**Texte extrait**
+ + + + + + +

La Ville de Montréal obligera les arrondissements à sabrer un total de 40 millions dans leurs investissements parce qu'elle veut réduire le service de sa dette et tenir compte de la suspension des appels d'offres pour les gros contrats, a appris La Presse. À neuf jours de Noël, c'est la consternation dans les arrondissements. Louise Harel juge la mesure «extrême».

Selon le trésorier de la Ville, Robert Lamontagne, la décision a été prise le 9 décembre par le comité exécutif. Lundi, M. Lamontagne a envoyé aux directeurs d'arrondissement une note dans laquelle il écrit que cette décision a été prise «à la lumière de la croissance anticipée des dépenses et des différentes stratégies de financement».

Il dit que l'effort demandé correspond à la volonté de l'administration de refléter «l'impact de la suspension des appels d'offres et des octrois de contrats». Plus loin, M. Lamontagne ajoute que le souci de la Ville est de «réduire le service de la dette».

Les arrondissements doivent donc «réduire» de 40% les dépenses qu'ils prévoyaient pour 2010, 2011 et 2012. Par exemple, Mercier-Hochelaga-Maisonneuve prévoyait investir, selon le budget adopté en septembre, 8,3 millions en 2010, 7,5 millions en 2011 et 7,9 millions en 2012. Le total versé par la ville centre devait donc être de 23,7 millions en trois ans, ce qui donne une moyenne de 7,9 millions par an. La réduction de 40% ramène ce chiffre à 3 160 000 $. Pour les 19 arrondissements, on arrive à une somme d'environ 40,5 millions.

La chef de l'opposition officielle, Louise Harel, proteste contre ce «cadeau de Noël» dont elle se serait bien passée. «Cela se fait sans qu'on connaisse la situation financière de la Ville, a-t-elle dit à La Presse, hier. Ce n'est pas transparent. La situation financière est-elle si accablante qu'on prenne de telles mesures extrêmes? Nous, dans Mercier-Hochelaga-Maisonneuve, s'il y a plus de tempêtes de neige que prévu, on est foutu. En plus, si les surplus sont réquisitionnés, les arrondissements ne seront plus tentés d'en conserver.»

+ + + + + + +

**Problème posé**
Retapez en entier l'article ci-dessus sur les compressions imposées aux arrondissements de Montréal, sans y changer un seul mot.

+ + + + + + +

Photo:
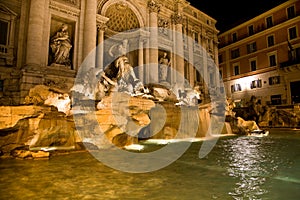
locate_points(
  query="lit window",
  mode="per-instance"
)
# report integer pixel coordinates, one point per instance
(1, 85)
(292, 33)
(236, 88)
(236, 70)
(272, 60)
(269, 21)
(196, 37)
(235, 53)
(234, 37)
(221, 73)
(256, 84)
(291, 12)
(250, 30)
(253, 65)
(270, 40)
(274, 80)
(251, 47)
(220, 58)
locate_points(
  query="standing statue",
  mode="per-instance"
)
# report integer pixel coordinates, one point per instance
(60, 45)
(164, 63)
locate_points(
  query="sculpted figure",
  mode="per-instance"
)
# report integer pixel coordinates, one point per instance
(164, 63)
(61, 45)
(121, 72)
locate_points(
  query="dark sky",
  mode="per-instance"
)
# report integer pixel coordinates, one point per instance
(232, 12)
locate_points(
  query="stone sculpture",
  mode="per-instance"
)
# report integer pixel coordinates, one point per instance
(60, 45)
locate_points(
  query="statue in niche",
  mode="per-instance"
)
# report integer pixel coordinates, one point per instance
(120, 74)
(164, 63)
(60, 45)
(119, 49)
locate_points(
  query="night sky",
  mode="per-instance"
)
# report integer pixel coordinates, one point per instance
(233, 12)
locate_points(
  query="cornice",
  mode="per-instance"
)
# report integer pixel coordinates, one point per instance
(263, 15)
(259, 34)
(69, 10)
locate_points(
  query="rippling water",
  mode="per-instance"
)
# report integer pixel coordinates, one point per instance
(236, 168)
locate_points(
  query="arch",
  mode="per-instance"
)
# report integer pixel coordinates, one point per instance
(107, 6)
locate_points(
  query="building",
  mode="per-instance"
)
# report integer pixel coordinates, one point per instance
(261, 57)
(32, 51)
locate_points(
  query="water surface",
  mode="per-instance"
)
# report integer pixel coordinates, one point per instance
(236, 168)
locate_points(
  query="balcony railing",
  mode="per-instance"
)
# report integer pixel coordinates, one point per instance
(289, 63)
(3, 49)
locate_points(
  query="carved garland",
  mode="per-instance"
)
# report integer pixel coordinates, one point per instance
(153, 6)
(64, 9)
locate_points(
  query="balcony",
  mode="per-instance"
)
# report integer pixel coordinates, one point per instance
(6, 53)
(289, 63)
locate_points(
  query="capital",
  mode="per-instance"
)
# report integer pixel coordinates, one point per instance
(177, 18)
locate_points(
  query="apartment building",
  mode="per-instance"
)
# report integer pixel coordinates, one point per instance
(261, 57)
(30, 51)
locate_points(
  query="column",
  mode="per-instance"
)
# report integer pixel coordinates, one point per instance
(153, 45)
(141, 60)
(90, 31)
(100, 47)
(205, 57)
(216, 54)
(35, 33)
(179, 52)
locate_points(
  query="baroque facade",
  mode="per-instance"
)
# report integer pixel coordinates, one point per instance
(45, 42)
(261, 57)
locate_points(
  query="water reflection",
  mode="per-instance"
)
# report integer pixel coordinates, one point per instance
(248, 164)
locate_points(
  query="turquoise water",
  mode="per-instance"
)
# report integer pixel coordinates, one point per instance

+ + + + + + +

**Résultat attendu**
La Ville de Montréal obligera les arrondissements à sabrer un total de 40 millions dans leurs investissements parce qu'elle veut réduire le service de sa dette et tenir compte de la suspension des appels d'offres pour les gros contrats, a appris La Presse. À neuf jours de Noël, c'est la consternation dans les arrondissements. Louise Harel juge la mesure «extrême».

Selon le trésorier de la Ville, Robert Lamontagne, la décision a été prise le 9 décembre par le comité exécutif. Lundi, M. Lamontagne a envoyé aux directeurs d'arrondissement une note dans laquelle il écrit que cette décision a été prise «à la lumière de la croissance anticipée des dépenses et des différentes stratégies de financement».

Il dit que l'effort demandé correspond à la volonté de l'administration de refléter «l'impact de la suspension des appels d'offres et des octrois de contrats». Plus loin, M. Lamontagne ajoute que le souci de la Ville est de «réduire le service de la dette».

Les arrondissements doivent donc «réduire» de 40% les dépenses qu'ils prévoyaient pour 2010, 2011 et 2012. Par exemple, Mercier-Hochelaga-Maisonneuve prévoyait investir, selon le budget adopté en septembre, 8,3 millions en 2010, 7,5 millions en 2011 et 7,9 millions en 2012. Le total versé par la ville centre devait donc être de 23,7 millions en trois ans, ce qui donne une moyenne de 7,9 millions par an. La réduction de 40% ramène ce chiffre à 3 160 000 $. Pour les 19 arrondissements, on arrive à une somme d'environ 40,5 millions.

La chef de l'opposition officielle, Louise Harel, proteste contre ce «cadeau de Noël» dont elle se serait bien passée. «Cela se fait sans qu'on connaisse la situation financière de la Ville, a-t-elle dit à La Presse, hier. Ce n'est pas transparent. La situation financière est-elle si accablante qu'on prenne de telles mesures extrêmes? Nous, dans Mercier-Hochelaga-Maisonneuve, s'il y a plus de tempêtes de neige que prévu, on est foutu. En plus, si les surplus sont réquisitionnés, les arrondissements ne seront plus tentés d'en conserver.»